# INSTRUCTIONS FOR THE TASK
Pull out each line of the records below that contains the string "plank". Case counts.

Object position labeling entries:
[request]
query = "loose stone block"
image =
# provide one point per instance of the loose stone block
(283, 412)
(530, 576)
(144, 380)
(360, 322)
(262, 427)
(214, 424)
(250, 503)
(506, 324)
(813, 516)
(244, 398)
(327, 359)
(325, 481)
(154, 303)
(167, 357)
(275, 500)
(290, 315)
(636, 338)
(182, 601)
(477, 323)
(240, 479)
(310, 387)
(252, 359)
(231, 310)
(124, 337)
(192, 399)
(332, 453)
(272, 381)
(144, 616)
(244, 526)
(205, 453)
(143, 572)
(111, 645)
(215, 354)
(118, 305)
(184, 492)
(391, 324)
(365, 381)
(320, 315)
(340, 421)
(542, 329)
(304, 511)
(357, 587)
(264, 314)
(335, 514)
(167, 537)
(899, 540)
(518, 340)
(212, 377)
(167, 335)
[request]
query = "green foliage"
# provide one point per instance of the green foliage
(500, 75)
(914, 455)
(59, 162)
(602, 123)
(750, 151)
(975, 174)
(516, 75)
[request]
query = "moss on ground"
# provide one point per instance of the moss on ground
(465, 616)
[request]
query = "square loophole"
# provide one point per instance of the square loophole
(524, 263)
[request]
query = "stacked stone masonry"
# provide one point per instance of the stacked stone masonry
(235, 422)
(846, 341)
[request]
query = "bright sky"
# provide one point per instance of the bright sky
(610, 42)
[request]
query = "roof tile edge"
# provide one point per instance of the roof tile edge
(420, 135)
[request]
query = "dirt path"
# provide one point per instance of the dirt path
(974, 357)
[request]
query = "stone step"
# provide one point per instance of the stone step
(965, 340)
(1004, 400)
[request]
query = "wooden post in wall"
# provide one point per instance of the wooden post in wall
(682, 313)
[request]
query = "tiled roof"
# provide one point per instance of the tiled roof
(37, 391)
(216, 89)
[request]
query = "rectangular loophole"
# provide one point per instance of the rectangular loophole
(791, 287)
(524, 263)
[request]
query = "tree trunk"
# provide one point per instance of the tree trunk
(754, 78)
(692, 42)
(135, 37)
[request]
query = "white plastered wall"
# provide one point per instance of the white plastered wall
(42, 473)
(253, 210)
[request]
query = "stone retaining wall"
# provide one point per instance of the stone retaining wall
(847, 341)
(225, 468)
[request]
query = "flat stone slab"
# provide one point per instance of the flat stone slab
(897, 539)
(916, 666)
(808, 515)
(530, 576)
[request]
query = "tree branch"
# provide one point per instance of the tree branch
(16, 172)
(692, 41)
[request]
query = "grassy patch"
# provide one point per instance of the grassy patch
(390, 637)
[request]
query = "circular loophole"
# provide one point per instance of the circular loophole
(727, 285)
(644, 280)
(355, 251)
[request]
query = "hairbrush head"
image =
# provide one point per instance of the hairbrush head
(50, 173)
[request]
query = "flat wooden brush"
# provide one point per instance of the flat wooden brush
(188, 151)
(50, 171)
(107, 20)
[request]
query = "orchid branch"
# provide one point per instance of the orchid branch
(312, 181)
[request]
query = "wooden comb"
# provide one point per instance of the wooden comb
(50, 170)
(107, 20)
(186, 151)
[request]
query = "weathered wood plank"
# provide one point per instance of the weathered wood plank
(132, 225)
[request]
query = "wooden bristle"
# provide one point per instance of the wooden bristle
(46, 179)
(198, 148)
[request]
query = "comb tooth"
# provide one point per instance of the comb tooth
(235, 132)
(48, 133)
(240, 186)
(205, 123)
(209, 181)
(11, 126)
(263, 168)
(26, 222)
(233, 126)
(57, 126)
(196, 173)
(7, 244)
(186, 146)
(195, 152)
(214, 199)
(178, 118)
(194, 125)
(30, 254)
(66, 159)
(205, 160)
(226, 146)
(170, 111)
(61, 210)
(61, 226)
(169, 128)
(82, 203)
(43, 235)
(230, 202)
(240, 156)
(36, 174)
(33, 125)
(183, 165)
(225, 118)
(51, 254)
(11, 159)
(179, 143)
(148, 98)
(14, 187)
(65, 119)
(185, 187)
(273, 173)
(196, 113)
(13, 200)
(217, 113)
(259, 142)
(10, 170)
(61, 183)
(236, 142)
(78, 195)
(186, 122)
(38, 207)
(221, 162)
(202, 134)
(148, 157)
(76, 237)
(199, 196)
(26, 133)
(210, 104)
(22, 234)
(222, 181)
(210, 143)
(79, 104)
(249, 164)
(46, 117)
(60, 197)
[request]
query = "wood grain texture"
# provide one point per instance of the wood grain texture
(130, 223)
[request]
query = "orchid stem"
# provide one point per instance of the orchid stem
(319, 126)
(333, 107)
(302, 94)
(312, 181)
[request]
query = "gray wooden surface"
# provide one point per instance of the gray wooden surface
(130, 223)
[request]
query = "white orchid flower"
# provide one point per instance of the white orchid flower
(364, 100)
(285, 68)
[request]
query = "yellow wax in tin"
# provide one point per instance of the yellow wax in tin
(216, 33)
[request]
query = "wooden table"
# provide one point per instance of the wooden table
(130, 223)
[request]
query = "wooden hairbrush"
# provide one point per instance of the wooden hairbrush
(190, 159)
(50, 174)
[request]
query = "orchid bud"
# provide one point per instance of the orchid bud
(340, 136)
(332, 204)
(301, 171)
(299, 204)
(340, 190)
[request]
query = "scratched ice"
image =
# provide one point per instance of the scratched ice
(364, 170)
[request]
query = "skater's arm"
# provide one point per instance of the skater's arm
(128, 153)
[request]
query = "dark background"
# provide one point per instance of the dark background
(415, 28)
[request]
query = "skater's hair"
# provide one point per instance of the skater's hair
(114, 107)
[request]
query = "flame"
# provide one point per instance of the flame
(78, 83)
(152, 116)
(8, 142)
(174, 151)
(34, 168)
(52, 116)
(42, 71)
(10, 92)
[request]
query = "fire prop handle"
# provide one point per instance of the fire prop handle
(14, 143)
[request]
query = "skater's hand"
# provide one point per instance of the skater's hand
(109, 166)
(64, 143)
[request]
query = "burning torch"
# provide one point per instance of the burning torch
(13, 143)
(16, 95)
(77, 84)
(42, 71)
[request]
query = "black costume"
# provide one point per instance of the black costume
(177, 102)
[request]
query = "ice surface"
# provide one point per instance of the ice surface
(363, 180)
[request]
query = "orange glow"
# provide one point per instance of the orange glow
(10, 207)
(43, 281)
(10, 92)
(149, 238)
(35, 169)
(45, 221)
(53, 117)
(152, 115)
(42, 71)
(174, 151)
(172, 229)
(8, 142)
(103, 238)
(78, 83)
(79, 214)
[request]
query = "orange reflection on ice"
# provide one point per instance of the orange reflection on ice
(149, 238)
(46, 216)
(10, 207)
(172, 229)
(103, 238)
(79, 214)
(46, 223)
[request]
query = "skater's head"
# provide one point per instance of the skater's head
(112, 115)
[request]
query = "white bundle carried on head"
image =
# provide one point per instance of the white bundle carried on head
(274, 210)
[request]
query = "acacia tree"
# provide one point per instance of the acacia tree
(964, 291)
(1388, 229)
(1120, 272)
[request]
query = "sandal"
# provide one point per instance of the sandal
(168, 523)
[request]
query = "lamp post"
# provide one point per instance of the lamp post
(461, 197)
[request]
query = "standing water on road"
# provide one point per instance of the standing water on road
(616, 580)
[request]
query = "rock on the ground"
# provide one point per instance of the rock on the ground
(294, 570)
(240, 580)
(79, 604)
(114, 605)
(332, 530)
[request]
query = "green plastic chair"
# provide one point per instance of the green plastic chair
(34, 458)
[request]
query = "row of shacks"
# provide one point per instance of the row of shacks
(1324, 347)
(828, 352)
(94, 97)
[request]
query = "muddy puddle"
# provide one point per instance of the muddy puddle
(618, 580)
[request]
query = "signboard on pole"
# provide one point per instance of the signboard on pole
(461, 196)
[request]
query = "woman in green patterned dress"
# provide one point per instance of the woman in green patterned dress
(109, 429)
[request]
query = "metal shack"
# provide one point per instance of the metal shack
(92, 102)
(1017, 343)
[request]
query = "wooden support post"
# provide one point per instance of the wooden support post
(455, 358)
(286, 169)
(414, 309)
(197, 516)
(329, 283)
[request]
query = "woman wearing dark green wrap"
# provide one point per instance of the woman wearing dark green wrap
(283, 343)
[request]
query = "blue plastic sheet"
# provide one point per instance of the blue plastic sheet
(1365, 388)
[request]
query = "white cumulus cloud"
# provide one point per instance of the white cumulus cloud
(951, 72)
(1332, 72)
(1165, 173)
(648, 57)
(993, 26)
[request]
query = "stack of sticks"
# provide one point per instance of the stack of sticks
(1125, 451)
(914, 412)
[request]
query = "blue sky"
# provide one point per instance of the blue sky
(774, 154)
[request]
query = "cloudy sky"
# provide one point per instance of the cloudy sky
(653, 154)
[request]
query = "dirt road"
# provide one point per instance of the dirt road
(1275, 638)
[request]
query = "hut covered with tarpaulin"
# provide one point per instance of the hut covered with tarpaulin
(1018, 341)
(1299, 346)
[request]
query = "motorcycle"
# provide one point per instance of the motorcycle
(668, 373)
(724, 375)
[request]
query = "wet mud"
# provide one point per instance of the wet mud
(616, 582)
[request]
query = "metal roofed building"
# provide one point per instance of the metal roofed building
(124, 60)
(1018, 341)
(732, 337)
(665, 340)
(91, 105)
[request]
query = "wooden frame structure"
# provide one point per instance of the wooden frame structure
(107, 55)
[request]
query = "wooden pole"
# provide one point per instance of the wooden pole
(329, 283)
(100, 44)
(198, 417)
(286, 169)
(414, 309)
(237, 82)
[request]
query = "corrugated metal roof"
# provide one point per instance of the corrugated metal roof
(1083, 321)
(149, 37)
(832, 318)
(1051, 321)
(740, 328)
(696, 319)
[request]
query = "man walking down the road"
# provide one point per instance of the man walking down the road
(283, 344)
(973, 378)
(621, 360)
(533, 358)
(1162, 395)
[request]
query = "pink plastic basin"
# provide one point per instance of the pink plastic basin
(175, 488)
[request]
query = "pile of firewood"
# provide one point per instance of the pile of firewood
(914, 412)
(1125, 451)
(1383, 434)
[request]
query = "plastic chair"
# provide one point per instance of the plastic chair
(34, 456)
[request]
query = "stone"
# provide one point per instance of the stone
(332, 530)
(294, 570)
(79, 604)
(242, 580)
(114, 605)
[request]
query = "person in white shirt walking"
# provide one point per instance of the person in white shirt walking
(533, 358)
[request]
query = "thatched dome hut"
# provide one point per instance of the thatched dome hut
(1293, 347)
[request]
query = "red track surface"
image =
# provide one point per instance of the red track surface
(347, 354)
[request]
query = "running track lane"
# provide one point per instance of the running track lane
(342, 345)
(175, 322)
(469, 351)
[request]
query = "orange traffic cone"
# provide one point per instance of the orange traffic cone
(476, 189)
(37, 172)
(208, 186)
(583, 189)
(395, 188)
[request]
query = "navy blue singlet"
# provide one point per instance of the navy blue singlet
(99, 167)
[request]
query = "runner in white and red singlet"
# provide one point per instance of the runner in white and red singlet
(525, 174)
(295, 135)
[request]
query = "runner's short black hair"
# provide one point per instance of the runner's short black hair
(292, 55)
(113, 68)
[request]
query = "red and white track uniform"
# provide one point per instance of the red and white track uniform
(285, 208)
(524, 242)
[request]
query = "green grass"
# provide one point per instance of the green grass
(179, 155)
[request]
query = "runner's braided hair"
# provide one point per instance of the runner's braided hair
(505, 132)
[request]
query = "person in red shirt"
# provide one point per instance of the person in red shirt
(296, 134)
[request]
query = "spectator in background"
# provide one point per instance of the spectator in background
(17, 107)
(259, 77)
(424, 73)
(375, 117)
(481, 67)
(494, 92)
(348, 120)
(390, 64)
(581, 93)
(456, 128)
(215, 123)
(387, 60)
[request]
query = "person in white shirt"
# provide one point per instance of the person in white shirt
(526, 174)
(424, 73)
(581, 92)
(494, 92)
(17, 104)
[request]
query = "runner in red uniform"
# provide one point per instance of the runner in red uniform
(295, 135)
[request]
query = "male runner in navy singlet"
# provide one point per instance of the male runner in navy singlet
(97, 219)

# THE ANSWER
query = "weathered wood plank"
# provide one point per instance of the weathered wood plank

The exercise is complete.